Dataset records
__________
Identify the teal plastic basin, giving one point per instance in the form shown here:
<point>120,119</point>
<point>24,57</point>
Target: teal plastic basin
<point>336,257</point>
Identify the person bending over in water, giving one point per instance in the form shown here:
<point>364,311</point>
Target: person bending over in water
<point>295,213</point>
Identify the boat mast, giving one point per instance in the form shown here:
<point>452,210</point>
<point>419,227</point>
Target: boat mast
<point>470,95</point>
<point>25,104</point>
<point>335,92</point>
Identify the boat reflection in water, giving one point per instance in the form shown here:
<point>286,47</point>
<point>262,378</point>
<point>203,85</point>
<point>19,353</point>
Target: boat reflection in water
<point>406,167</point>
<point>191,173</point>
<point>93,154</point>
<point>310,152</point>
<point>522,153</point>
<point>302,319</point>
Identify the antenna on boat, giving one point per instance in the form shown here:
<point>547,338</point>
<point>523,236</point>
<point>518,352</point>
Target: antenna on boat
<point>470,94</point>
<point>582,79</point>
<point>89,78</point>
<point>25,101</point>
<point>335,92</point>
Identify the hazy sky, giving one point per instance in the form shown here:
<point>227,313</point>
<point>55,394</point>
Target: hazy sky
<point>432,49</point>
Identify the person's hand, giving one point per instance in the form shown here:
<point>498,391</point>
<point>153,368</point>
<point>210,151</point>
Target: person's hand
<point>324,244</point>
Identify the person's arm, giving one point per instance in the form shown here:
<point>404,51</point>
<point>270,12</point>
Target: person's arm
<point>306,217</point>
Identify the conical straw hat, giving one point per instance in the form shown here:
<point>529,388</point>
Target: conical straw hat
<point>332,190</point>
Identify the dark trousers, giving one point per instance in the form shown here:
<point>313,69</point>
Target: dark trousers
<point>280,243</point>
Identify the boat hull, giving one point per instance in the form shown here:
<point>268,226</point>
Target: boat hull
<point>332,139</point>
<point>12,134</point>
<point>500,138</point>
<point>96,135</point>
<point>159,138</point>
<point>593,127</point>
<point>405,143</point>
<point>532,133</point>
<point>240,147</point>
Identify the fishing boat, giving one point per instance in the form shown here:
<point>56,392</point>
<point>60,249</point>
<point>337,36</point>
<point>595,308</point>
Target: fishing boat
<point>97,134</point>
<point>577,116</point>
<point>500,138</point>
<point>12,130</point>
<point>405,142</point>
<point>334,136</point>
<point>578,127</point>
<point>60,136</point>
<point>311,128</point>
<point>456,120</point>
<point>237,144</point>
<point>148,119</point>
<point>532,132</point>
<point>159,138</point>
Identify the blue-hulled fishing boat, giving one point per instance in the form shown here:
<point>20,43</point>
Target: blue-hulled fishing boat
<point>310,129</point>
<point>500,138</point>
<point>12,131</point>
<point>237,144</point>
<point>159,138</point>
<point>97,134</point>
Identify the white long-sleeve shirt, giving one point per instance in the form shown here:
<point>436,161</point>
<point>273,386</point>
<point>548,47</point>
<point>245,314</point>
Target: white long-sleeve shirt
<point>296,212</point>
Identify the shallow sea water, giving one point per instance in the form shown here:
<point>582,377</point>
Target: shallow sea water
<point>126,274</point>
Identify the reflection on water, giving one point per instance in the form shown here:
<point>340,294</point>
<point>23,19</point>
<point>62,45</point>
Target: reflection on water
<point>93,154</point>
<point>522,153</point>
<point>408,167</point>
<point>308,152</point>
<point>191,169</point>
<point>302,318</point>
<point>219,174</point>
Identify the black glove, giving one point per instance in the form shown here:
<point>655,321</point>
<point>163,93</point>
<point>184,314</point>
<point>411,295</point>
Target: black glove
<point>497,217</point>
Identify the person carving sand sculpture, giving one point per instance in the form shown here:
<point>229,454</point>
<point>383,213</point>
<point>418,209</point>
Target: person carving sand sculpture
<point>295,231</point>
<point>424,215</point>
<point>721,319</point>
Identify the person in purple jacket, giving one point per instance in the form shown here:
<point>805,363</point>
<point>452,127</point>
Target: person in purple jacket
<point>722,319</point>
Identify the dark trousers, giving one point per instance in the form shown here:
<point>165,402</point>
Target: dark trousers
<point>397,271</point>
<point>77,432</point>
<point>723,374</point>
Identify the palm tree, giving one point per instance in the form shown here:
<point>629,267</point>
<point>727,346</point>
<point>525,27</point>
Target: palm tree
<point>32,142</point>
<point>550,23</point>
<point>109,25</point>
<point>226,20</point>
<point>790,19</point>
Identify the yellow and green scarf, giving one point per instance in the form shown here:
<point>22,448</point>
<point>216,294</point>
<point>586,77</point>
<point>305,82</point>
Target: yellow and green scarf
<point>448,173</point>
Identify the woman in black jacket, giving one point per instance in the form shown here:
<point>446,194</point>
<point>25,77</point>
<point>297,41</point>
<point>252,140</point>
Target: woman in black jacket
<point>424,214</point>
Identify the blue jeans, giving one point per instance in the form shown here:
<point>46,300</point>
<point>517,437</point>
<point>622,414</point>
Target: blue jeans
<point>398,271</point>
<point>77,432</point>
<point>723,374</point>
__________
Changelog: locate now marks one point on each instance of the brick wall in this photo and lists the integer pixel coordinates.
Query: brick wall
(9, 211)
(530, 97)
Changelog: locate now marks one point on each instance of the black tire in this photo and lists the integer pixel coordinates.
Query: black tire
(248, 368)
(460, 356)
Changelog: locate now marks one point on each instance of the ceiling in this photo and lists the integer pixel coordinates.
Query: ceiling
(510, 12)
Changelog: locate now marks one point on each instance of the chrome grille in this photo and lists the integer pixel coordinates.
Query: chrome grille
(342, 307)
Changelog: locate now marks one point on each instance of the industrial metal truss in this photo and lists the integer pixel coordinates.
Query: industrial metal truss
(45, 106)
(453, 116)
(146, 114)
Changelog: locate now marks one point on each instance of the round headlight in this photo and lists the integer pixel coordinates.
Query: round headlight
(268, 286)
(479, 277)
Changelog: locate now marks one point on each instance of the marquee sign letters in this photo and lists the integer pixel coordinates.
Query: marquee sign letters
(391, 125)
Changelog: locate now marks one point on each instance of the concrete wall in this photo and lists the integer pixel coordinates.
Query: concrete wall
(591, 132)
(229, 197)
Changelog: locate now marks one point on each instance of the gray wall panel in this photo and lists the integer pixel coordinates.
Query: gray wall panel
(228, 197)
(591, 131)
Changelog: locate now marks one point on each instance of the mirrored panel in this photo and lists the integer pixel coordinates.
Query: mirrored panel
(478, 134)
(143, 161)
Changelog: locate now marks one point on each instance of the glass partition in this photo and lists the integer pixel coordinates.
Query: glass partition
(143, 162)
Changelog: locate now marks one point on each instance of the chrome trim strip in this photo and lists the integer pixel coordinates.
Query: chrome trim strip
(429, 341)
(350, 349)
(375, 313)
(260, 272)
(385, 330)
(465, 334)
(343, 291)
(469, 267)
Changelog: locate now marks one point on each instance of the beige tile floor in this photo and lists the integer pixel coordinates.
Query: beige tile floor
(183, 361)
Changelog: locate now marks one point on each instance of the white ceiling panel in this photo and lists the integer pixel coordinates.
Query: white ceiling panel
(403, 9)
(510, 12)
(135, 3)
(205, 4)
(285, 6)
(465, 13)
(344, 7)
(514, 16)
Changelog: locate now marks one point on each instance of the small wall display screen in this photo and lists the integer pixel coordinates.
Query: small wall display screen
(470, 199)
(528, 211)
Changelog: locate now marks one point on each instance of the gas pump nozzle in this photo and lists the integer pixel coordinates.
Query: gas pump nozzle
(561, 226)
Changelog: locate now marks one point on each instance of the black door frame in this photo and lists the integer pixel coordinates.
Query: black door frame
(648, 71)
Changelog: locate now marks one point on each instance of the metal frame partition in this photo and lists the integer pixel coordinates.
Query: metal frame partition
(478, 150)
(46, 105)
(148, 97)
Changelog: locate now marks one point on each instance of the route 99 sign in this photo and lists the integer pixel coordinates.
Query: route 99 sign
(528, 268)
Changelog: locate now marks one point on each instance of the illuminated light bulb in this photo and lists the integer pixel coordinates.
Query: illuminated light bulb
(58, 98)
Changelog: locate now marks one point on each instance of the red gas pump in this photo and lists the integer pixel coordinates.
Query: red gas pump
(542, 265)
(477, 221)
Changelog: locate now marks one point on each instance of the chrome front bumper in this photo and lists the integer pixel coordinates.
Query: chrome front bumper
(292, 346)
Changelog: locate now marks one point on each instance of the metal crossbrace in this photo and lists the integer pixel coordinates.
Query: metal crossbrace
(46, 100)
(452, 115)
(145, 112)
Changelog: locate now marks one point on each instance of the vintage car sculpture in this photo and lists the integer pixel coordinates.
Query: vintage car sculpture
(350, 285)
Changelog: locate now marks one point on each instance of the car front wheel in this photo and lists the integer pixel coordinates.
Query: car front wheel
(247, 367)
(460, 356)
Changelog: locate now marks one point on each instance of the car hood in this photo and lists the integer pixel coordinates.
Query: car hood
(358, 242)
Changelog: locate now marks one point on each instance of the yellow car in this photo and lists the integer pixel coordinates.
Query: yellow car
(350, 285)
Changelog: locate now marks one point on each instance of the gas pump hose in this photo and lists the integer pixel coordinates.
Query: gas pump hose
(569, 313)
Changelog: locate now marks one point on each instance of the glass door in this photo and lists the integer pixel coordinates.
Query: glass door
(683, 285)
__________
**BRIEF:** Of the entries above, repeat exactly the lines from the line with "Query: concrete wall" through the line with "of the beige", both of them included.

**EXERCISE SOLUTION:**
Query: concrete wall
(591, 132)
(229, 197)
Changelog: locate now marks one point on each instance of the gray wall panel in this photo and lists the integer pixel coordinates.
Query: gray wall panel
(228, 197)
(591, 131)
Changelog: locate now marks one point on each instance of the mirrored panel in this photo and lists the integer pixel coordinates.
Query: mirrored panel
(478, 134)
(143, 161)
Changelog: locate now marks one point on each instance of the glass partition in this photo and lists the integer pixel coordinates.
Query: glass partition
(143, 162)
Changelog: locate now marks one point on each instance of the chrome trim strip in this photo and lists the integer pixel coordinates.
Query: chrome trim strip
(429, 341)
(350, 349)
(375, 313)
(260, 272)
(385, 330)
(465, 334)
(343, 291)
(469, 267)
Changelog: locate now marks one point on each instance of the beige tile floor in this photo and lists the integer pixel coordinates.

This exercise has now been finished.